Task description:
Find the word "lists" in the data. Return every line where it appears.
......
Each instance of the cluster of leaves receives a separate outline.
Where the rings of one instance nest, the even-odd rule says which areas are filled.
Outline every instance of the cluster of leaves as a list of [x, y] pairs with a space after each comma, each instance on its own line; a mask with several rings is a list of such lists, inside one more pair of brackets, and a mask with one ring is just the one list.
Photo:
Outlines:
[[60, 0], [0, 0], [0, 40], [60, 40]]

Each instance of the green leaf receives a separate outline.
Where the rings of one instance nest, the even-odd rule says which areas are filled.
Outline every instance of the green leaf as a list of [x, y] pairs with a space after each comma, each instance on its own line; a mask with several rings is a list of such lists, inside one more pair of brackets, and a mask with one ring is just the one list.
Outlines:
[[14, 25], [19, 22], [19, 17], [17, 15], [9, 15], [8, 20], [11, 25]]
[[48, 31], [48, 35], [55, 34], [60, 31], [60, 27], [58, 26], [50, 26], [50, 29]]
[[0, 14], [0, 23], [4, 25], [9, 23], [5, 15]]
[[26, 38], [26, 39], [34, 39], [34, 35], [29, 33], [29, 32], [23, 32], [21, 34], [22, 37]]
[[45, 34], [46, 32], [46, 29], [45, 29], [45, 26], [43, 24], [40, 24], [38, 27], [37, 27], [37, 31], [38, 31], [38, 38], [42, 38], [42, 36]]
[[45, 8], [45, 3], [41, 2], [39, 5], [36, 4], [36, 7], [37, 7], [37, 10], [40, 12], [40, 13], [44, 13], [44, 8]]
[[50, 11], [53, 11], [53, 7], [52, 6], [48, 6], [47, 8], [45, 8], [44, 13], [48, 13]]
......
Solution for this problem:
Outline every instance of the cluster of leaves as a list of [x, y] pairs with a space after each comma, each instance on its own line; a mask with several rings is a list of such lists, inside one more pair of brackets, and a mask with one ring is just the one list.
Outline every instance of the green leaf as a list of [x, y] pairs with a space after each comma, each instance on its own line; a mask with several rings is a list of such lists, inside one more pair of brackets, and a mask with one ring is just the one list.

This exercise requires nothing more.